Collection entries:
+---+
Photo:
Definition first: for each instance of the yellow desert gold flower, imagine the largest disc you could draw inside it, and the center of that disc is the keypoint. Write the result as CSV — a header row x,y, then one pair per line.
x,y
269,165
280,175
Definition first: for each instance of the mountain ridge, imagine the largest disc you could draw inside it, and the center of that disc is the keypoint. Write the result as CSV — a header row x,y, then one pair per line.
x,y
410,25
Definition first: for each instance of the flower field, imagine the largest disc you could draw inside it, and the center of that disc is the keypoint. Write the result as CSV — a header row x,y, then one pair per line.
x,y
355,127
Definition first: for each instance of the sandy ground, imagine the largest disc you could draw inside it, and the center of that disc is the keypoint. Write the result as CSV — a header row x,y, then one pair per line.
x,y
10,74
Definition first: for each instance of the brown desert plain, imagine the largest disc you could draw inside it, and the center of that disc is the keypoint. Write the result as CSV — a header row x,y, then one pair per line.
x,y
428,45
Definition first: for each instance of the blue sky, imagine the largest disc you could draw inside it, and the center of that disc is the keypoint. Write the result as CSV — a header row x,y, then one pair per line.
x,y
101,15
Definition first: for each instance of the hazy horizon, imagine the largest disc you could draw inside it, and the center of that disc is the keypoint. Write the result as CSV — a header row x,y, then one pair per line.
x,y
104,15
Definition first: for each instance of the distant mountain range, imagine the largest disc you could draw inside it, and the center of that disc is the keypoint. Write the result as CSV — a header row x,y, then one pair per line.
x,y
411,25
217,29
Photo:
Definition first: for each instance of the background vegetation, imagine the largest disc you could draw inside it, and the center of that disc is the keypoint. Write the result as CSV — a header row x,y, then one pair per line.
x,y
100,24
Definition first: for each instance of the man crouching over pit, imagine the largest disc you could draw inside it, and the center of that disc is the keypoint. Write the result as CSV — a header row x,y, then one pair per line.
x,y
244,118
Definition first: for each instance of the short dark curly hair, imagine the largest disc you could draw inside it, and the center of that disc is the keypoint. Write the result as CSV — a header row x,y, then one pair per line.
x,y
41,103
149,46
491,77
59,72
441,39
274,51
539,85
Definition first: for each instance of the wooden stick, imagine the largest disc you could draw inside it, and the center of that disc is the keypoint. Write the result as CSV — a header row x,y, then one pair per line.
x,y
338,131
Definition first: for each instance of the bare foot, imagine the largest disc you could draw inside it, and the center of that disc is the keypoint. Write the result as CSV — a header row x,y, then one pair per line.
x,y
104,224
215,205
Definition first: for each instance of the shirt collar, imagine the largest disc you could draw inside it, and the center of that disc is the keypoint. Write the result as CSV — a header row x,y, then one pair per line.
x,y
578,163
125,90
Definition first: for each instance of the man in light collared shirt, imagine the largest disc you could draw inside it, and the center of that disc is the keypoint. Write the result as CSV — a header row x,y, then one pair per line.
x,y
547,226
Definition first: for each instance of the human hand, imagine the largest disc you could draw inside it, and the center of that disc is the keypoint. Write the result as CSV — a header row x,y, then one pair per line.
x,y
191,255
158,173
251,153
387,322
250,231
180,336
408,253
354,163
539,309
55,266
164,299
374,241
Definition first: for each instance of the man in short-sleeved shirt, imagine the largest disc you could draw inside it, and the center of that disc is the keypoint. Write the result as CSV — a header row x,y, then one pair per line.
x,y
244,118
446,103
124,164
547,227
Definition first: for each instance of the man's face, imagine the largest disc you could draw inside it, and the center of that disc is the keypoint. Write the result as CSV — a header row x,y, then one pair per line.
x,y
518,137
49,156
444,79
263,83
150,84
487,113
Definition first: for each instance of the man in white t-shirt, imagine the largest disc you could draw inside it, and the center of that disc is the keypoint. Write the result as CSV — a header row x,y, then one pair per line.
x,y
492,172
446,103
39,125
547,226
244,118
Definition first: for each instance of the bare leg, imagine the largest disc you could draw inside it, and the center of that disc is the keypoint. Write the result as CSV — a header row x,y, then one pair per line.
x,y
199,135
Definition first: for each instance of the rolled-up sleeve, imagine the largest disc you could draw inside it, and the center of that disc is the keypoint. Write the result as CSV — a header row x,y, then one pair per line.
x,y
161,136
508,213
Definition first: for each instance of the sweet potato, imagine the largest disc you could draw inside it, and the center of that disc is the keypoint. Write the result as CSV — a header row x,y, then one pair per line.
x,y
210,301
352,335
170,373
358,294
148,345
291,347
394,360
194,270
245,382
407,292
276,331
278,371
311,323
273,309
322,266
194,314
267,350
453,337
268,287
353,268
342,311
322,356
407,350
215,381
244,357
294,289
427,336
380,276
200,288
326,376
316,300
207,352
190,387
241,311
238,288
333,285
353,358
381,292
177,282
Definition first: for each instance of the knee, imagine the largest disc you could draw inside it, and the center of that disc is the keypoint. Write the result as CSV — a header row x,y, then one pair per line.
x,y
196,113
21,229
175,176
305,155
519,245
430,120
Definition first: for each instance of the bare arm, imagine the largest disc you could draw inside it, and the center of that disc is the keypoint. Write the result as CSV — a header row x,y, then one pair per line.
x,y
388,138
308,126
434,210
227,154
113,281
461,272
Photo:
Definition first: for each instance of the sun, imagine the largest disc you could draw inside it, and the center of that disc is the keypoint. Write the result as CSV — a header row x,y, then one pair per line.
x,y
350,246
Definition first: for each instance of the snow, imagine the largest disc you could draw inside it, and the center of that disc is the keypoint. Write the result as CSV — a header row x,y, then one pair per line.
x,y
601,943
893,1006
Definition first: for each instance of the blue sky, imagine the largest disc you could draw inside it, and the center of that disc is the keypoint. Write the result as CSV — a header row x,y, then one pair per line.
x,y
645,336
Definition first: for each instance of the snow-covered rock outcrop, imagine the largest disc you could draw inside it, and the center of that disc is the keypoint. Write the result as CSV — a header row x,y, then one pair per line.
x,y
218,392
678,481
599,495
+---+
*Requirement*: Make an exact copy of the data above.

*Problem solution*:
Photo:
Definition first: for each instance of the yellow desert gold flower, imagine the largest disc you could draw inside it, and the center of that disc is the keypoint. Write the result as CSV — a header row x,y, then one pair per line.
x,y
269,165
280,175
Definition first: for each instance of the mountain ridge, imagine the largest disc you could draw inside it, and the center of that disc is the keypoint. Write the result as CSV — a header row x,y, then one pair per line.
x,y
410,25
Definition first: for each instance of the flower field, imagine the largest disc you could draw inside it, and the center of that disc is the keypoint. Write the result as CSV — a header row x,y, then one pair per line.
x,y
355,127
Definition first: for each instance of the sandy ground, imagine the largest disc you could draw inside it, and the center of that disc is the keypoint. Write the result as CSV — a header row x,y, then one pair per line.
x,y
10,74
Definition first: for each instance of the brown desert plain, imagine the largest disc you could draw inside it, and the center of that disc is the keypoint. Write the result as CSV — a header row x,y, then one pair per line.
x,y
428,45
Definition first: for each instance of the blue sky, imagine the largest disc you could draw inside it, and the center of that disc is the keypoint. Write the result as CSV — a header row x,y, then one pair per line.
x,y
101,15
Definition first: for each instance of the hazy horizon, imagine the largest disc you could draw inside it, and the center of that disc is the keypoint. Write the result as CSV — a header row x,y, then one pair per line.
x,y
104,15
Definition first: for each instance of the distant mountain range, imagine the largest disc you could draw inside it, and the center of that disc is the keypoint. Write the result as CSV — a header row x,y, then one pair per line.
x,y
411,25
217,29
Photo:
Definition first: for each instance of the background vegetation, imagine the largest disc you could draw inside it, and the center of that disc is the keypoint. Write the result as CSV — a header row x,y, then one pair per line.
x,y
100,24
Definition first: for each instance of the man crouching over pit, imagine the largest disc you could draw inside it, and the center of that disc is the keypoint. Write the result as CSV — a header row x,y, then one pair per line.
x,y
244,118
Definition first: for each instance of the short dark curly hair, imagine the largest disc you could draw inside it, and the center of that disc is the keypoint. Write the result as CSV — a header row x,y, then one pair per line.
x,y
41,103
149,46
491,77
59,72
441,39
274,51
539,85
Definition first: for each instance of the wooden stick, imagine the largest disc you could draw inside it, and the center of that disc is the keypoint. Write the result as CSV — a header row x,y, then one pair per line.
x,y
338,131
Definition first: for each instance of the bare foot, imagine the largest disc you could draw inside it, and the center of that disc is the keypoint. Write the result as CSV — a header row x,y, then one pair per line.
x,y
104,224
215,205
Definition first: for each instance of the shirt collar, imagine the largest disc you could draw inside it, and the center of that disc is the keypoint. Write the result as CSV — a header row x,y, then one pair per line.
x,y
578,163
125,90
Definition first: for each instance of the man in light collared shirt, imagine the largest disc you could draw inside it, and the center of that disc is the keypoint. Write the result as CSV — a header row x,y, then one pair per line.
x,y
547,226
Definition first: for each instance of the human hand, imagine the largest disc you could draw inside it, and the center of that disc is the keypoint. Write the result as CSV — a header row x,y, then one pair per line.
x,y
191,255
158,173
251,153
387,322
250,231
180,336
408,253
354,163
539,309
55,266
164,299
374,241
Definition first: for each instance of the man in short-sleeved shirt, imagine the largest disc you could draw inside it, and the center of that disc is the keypoint. Write the result as CSV — a header row x,y, then one pair per line.
x,y
244,118
446,103
124,164
547,227
Definition first: for each instance of the man's face, imagine the largest disc you could draw inside it, and the center of that disc is the keypoint. Write the result as CSV — a header row x,y, then one pair per line.
x,y
518,137
49,156
444,79
263,83
150,84
487,113
Definition first: for each instance of the man in white t-shirt, imagine the largest disc you could draw inside it, and the center of that disc is the keypoint. Write the result as CSV — a header row x,y, then one pair per line.
x,y
492,172
446,103
39,125
547,226
244,118
Definition first: for each instance of the bare leg, imagine the largest disc you could draw inside it, and the center of that disc is the keypoint. Write the result as CSV — a header row x,y, then one pair per line.
x,y
199,135
Definition first: for each instance of the rolled-up sleeve, imagine the largest disc you could draw inside it, and the center of that disc is the keypoint. Write the result as CSV — a header row x,y, then one pair per line.
x,y
161,136
508,213
Definition first: for each instance of the sweet potato, imagine the largest disc you could draw inside it, and the center of that disc is the keypoint. Write the result as CSV — a header row x,y, then one pair per line.
x,y
210,301
352,335
170,373
358,294
148,345
291,347
394,360
194,270
245,382
407,292
276,331
278,371
311,323
273,309
322,266
194,314
267,350
453,337
268,287
353,268
342,311
322,356
407,350
215,381
244,357
294,289
427,336
380,276
200,288
326,376
316,300
207,352
190,387
241,311
238,288
333,285
353,358
381,292
177,282
Definition first: for each instance of the knee, imagine the largest disc you could draw inside it, and the center of that disc is the keypoint. Write the result as CSV — a header row x,y, then one pair per line.
x,y
196,113
21,229
175,176
305,155
519,245
430,120
Definition first: for each instance of the bare arm, imagine the largest disc you could draw inside it, and the center of that disc is the keypoint. Write the result as CSV — a header row x,y, then one pair per line.
x,y
388,138
308,126
434,210
227,154
113,281
461,272
Photo:
Definition first: for each instance of the sun, imagine the largest disc you could draw inside it, and the center of that disc is the keypoint. Write the result as CSV — a header row x,y, then one pair per line.
x,y
350,246
Definition first: for each instance of the snow, imagine the largest disc you could draw inside it, and the center of that disc is the keypoint. Write the result as CSV — a header row x,y, then one pair per line.
x,y
601,943
893,1006
Definition first: for each instance of the blue sky, imagine the largest disc you could draw inside it, and the center of that disc is the keypoint. Write the result as CSV — a header row x,y, then one pair per line.
x,y
645,336
Definition first: for each instance of the snow-covered rock outcrop, imagine the largest disc you could draw inside it, and the center of that disc is the keypoint. Write the result as CSV — a header row x,y, then one pair per line.
x,y
218,392
678,481
599,495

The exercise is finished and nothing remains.